→ **Data section**:

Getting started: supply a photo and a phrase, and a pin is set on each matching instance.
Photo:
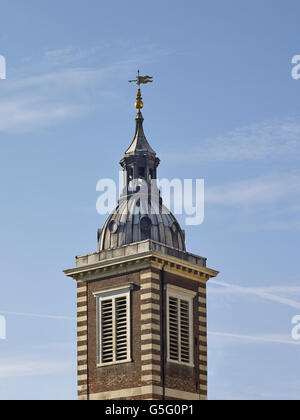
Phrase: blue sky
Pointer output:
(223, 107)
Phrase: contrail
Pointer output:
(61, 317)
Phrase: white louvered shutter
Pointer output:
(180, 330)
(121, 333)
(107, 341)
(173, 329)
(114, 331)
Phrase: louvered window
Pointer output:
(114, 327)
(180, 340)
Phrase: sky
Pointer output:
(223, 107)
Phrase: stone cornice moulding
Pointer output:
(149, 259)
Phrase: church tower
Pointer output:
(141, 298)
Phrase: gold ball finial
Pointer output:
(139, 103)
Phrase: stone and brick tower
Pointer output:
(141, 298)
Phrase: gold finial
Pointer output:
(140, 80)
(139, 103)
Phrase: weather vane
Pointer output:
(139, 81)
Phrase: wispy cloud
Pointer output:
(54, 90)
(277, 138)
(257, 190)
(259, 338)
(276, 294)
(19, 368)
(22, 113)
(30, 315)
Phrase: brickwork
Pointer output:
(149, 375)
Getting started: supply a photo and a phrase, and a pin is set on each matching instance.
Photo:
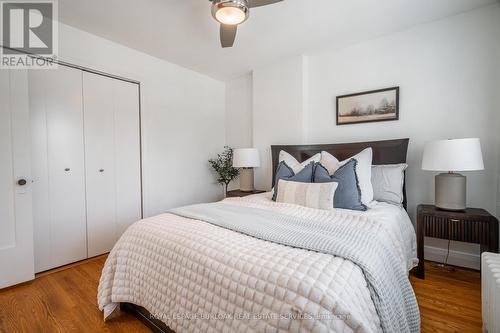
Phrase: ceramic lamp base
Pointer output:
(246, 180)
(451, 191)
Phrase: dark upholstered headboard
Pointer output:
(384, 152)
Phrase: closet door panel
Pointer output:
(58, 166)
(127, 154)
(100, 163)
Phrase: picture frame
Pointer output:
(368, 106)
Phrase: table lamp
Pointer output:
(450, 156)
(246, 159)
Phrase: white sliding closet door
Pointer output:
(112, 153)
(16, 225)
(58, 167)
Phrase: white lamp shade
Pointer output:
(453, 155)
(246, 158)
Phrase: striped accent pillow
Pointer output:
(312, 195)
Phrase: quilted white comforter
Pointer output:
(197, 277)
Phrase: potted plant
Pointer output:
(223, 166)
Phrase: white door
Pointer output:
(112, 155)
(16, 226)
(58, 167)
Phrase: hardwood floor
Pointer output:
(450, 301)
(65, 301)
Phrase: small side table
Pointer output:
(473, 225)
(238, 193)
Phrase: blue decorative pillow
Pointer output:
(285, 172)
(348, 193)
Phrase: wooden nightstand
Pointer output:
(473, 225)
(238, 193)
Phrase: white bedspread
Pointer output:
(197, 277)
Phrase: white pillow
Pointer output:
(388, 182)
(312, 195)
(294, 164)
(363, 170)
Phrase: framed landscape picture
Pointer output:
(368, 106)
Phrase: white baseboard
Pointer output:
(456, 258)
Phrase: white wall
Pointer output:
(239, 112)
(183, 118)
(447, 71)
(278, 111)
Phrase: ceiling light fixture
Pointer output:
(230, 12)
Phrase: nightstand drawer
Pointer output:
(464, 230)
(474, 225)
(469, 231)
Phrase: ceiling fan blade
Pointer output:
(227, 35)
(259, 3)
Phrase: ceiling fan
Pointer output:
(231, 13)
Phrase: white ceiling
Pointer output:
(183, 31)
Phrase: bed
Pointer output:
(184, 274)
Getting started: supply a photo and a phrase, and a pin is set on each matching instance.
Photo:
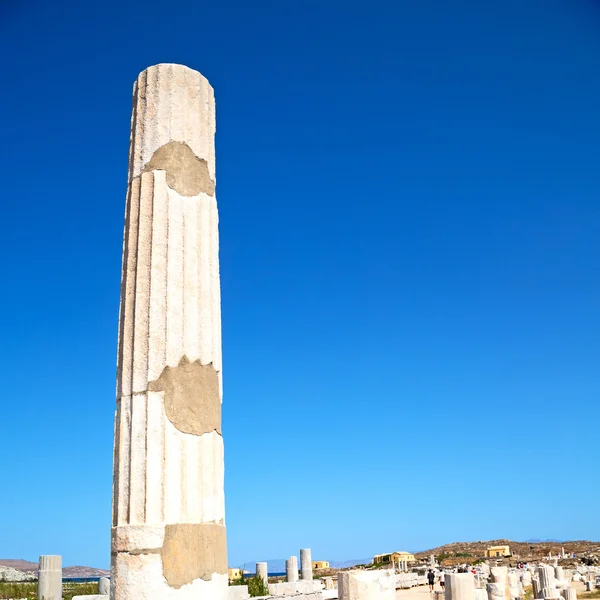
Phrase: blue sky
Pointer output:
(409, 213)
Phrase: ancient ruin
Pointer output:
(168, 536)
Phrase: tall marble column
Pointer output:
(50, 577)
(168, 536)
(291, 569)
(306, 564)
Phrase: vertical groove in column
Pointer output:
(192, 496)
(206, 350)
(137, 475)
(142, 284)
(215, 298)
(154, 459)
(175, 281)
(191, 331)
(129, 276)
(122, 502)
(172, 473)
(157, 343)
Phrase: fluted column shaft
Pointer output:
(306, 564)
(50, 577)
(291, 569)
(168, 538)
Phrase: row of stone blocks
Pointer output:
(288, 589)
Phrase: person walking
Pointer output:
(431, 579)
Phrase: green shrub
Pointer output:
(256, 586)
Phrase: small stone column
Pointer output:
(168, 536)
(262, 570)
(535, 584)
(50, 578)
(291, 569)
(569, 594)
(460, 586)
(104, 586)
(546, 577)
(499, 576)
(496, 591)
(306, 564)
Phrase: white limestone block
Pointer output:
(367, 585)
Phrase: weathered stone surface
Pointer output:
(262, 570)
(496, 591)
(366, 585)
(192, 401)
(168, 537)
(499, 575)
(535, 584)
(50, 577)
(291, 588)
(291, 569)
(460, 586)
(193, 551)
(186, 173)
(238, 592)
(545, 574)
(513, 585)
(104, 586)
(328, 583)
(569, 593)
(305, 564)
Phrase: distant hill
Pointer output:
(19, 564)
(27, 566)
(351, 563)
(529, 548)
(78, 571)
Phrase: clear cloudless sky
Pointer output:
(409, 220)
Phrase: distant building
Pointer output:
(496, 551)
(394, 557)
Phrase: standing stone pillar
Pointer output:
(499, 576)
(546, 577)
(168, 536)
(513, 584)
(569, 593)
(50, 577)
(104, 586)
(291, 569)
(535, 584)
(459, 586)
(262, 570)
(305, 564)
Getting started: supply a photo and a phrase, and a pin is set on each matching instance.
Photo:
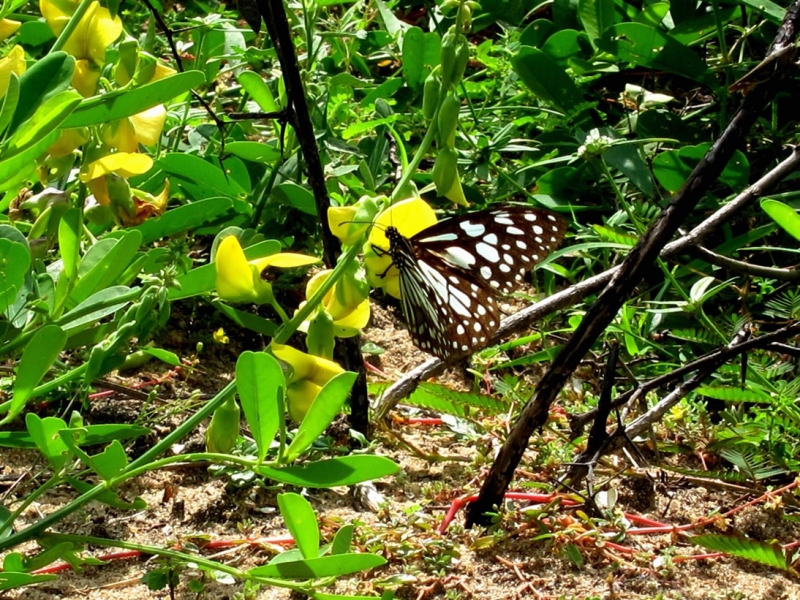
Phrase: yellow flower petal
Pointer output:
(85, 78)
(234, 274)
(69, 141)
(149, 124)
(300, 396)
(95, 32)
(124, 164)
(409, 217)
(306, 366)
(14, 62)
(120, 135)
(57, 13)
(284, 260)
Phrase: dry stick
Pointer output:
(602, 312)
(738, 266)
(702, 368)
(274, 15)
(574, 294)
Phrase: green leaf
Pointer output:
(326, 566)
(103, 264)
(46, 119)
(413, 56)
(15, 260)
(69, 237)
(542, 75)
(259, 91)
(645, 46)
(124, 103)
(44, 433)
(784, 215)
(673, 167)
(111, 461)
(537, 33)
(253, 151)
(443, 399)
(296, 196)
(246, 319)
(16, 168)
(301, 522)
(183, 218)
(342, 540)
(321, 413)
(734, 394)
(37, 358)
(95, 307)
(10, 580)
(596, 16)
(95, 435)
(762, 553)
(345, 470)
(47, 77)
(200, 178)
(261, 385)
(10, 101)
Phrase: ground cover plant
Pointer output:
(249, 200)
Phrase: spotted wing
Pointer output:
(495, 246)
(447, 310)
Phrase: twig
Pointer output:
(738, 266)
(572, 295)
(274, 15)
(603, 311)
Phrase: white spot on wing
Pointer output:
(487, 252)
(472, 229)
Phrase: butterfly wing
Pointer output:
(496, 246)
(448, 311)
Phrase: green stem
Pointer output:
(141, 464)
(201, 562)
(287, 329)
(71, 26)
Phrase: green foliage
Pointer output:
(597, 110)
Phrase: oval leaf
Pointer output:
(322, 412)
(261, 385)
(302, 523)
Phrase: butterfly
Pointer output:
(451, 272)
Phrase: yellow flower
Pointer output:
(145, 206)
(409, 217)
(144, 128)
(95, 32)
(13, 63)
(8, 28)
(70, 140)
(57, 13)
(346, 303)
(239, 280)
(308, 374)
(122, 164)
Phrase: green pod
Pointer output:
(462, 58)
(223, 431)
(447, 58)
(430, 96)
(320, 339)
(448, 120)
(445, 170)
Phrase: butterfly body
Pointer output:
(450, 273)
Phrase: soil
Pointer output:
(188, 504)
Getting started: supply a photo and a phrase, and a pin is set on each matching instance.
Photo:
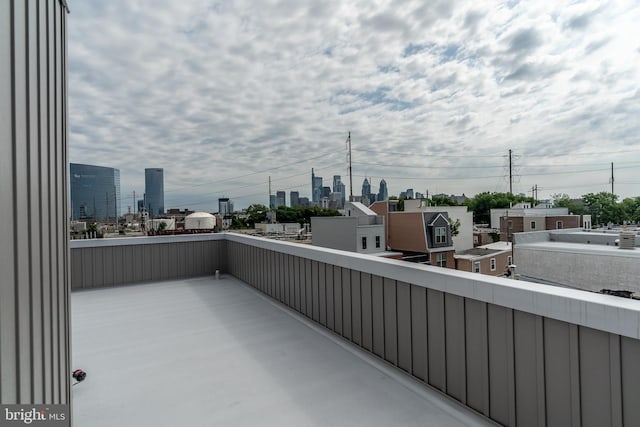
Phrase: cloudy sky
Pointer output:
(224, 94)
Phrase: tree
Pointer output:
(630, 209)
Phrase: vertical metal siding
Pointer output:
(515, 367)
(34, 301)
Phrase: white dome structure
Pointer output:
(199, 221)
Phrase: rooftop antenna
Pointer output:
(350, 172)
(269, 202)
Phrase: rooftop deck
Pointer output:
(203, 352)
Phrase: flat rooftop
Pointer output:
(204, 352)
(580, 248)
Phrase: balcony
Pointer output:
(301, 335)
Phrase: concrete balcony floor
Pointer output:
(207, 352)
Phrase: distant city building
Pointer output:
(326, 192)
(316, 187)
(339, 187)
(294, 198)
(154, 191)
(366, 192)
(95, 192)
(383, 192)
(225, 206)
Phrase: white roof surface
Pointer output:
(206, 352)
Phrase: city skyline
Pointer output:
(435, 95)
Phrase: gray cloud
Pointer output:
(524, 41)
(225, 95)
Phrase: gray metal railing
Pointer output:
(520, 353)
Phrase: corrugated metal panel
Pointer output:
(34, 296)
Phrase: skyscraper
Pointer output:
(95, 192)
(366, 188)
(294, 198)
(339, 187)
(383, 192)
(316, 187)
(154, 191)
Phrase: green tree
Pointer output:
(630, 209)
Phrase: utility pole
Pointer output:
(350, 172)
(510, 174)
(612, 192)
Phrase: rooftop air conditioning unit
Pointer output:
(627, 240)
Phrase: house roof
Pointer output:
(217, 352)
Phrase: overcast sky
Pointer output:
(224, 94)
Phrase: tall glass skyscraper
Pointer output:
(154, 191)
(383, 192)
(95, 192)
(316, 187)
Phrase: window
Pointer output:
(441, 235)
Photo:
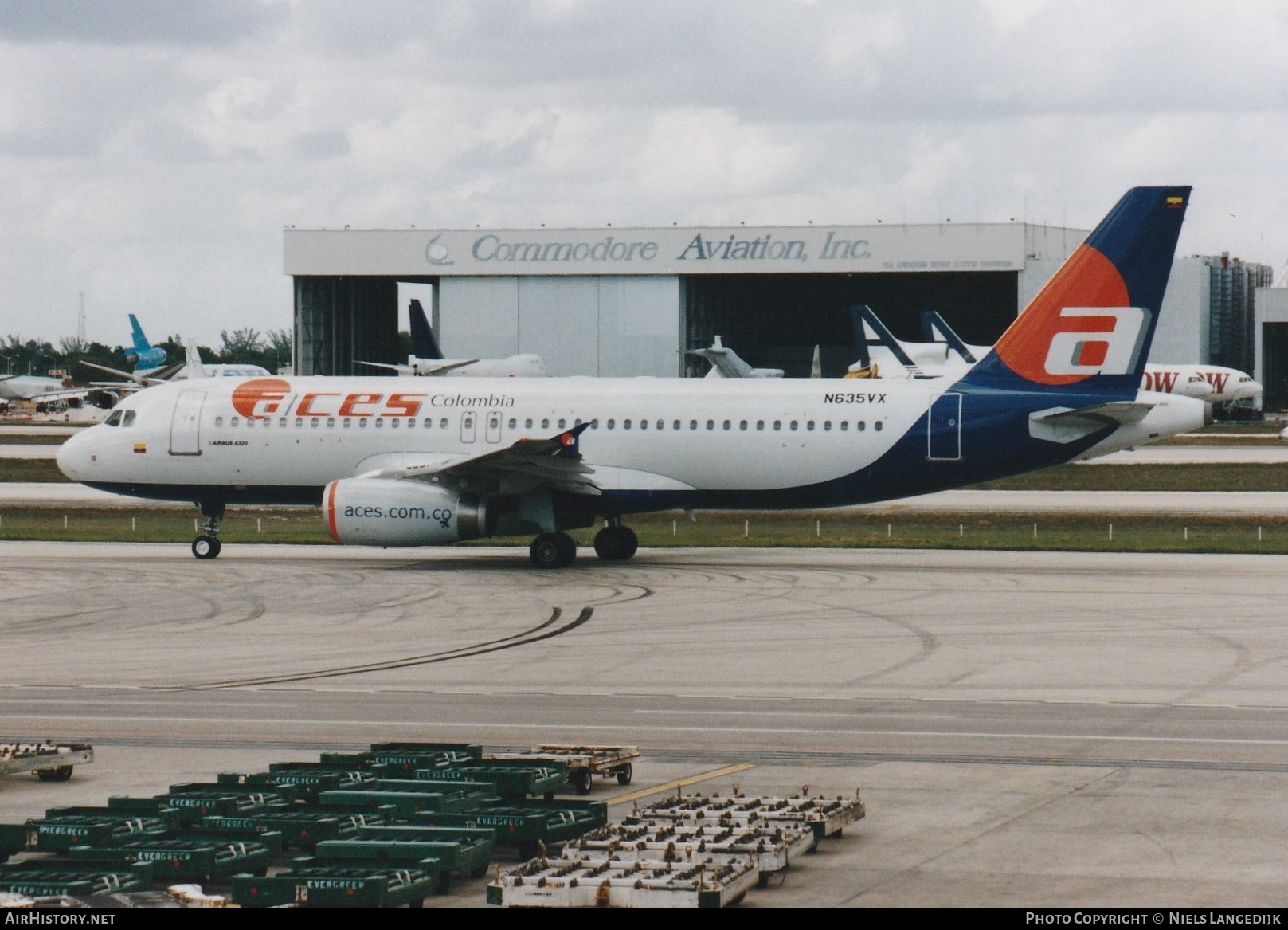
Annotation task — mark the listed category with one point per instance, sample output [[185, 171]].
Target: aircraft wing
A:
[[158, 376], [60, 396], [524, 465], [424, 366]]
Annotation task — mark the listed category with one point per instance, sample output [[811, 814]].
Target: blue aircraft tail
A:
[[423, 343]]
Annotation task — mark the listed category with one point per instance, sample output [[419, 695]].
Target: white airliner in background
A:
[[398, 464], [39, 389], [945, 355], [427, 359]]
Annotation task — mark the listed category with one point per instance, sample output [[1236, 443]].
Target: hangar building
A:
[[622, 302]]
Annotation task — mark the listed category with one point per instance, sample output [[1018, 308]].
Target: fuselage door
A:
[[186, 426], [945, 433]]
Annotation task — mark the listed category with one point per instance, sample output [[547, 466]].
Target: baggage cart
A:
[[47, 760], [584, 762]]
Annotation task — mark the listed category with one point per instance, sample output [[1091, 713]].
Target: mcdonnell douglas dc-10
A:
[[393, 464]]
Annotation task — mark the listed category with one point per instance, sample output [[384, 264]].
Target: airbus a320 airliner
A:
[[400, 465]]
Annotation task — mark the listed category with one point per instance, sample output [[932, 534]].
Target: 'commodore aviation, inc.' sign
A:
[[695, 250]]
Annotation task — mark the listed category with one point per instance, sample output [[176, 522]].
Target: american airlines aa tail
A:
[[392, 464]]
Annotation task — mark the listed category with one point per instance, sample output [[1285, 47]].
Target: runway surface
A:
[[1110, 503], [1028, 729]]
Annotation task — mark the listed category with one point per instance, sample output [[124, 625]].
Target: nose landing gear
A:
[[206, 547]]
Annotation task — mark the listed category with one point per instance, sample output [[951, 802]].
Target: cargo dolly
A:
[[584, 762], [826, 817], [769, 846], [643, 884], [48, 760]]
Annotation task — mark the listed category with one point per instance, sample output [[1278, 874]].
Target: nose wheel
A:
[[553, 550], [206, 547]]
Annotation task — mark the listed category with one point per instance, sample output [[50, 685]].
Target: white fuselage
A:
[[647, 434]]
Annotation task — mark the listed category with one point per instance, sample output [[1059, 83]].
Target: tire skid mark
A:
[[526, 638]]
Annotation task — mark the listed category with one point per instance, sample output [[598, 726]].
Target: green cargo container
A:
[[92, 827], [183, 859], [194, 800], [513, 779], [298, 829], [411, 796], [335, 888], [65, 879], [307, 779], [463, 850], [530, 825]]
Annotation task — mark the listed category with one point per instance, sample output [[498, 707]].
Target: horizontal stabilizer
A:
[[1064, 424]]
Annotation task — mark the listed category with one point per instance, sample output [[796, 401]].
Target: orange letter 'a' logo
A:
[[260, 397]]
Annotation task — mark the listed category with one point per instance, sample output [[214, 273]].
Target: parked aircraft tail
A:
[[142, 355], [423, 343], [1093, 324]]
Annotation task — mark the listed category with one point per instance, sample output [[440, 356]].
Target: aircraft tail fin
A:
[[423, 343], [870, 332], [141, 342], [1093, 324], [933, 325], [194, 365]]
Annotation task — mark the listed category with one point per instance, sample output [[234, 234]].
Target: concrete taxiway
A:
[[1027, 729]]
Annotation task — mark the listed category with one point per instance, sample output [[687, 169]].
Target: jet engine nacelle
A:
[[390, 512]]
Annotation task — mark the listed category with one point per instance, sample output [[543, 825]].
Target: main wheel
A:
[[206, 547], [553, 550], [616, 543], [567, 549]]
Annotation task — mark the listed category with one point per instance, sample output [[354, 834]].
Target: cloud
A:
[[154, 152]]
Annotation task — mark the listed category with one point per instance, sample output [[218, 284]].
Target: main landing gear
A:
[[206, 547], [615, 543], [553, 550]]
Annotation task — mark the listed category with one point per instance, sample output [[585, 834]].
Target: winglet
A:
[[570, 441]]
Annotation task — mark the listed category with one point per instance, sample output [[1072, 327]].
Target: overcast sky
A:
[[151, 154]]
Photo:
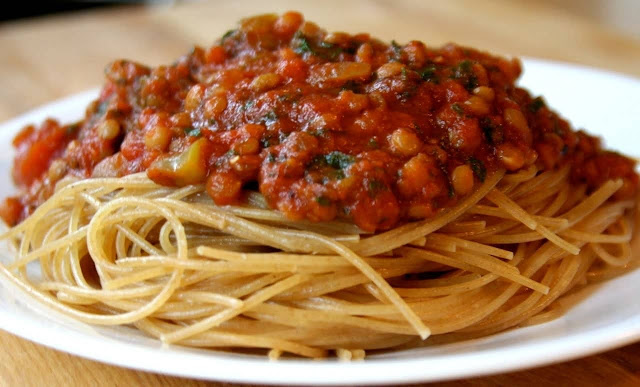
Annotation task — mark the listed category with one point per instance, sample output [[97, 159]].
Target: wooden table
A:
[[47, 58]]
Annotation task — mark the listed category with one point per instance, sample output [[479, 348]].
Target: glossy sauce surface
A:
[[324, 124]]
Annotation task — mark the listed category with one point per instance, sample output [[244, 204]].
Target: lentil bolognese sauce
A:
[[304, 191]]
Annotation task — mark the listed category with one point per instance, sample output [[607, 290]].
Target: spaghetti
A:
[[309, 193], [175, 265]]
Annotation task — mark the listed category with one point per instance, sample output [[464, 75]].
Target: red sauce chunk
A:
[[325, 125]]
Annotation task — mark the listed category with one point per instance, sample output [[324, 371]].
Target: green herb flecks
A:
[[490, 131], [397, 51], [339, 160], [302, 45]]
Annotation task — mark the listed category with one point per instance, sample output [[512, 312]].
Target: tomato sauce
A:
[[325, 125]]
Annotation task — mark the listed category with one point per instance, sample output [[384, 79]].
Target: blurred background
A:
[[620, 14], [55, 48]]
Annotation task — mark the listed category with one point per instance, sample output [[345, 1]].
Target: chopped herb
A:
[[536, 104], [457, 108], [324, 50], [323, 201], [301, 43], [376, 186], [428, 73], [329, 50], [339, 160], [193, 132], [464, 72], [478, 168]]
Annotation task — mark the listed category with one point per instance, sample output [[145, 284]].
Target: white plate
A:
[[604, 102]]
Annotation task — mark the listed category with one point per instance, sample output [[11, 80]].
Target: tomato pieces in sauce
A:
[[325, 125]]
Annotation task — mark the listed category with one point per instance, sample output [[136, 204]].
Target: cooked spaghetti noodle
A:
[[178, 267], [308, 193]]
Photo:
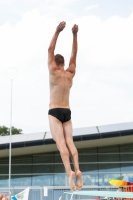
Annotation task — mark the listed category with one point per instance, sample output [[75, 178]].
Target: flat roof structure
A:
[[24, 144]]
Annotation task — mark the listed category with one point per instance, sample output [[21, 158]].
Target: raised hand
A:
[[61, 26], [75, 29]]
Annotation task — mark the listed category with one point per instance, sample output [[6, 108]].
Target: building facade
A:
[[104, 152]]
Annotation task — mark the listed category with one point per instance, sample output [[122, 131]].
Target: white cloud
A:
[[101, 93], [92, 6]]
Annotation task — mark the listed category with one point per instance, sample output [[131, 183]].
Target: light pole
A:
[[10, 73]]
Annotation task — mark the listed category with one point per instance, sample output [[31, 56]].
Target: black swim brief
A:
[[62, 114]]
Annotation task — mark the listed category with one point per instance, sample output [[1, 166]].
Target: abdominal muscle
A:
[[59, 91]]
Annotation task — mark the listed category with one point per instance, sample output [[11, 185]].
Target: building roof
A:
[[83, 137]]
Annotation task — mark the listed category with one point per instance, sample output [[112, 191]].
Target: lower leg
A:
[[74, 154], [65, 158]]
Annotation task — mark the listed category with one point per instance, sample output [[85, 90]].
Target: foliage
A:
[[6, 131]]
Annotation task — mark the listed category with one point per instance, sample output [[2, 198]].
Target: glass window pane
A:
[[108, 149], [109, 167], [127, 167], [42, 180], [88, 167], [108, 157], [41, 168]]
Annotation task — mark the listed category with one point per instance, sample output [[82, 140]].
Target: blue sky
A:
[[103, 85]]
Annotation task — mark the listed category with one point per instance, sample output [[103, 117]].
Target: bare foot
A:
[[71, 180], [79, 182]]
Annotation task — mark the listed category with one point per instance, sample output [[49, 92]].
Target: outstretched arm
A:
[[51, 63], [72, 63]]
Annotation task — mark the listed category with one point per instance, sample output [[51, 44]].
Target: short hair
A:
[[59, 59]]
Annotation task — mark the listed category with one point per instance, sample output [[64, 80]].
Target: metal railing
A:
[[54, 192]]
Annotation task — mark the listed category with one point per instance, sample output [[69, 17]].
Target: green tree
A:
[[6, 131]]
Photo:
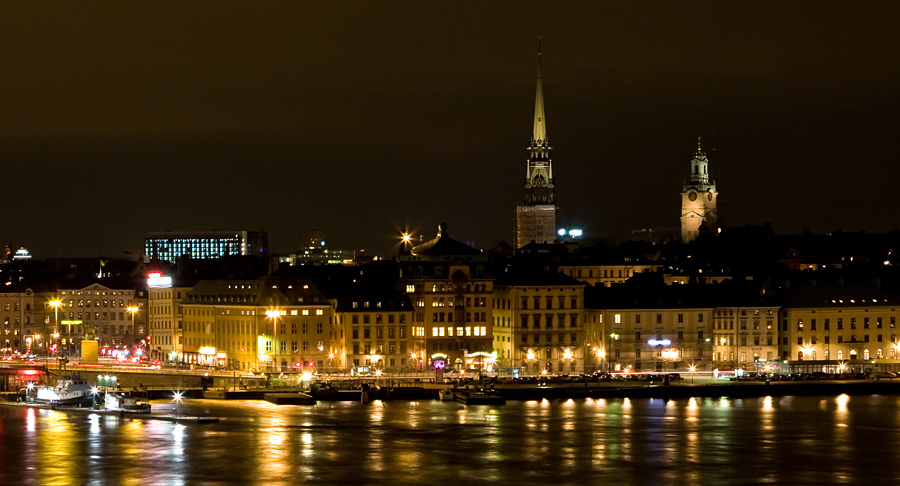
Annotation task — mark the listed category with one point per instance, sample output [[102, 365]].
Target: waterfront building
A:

→ **Stated task**: From the listing above, reproduce everything from the line containing "output [[598, 726]]." down to the line containing "325], [194, 365]]", swapping each "aircraft" for "airplane" and leaving every other character unchanged.

→ **Exercise output**:
Annotation task — mark the listed category with one point per instance, sample output [[598, 726]].
Target: green cargo container
A:
[[92, 827], [183, 859], [194, 800], [513, 779], [298, 829], [411, 796], [335, 888], [65, 879], [307, 779], [463, 850], [530, 825]]
Annotation task — mark the listed category with one point per instance, sample output [[498, 707]].
Target: horizontal stabilizer
A:
[[1064, 424]]
Annotation task — mark the listed category with one point per instance, sample output [[796, 401]].
Target: orange letter 'a' logo
A:
[[260, 397]]
Annotation task — mark the listed category with one point per instance, sample output [[214, 273]].
Target: parked airplane tail
A:
[[142, 355], [423, 343], [1093, 324]]
Annotation task — mark the listed category with one point per instance, sample output [[440, 356]].
Target: airplane tail fin
A:
[[423, 343], [870, 332], [141, 342], [1093, 324], [933, 325], [194, 365]]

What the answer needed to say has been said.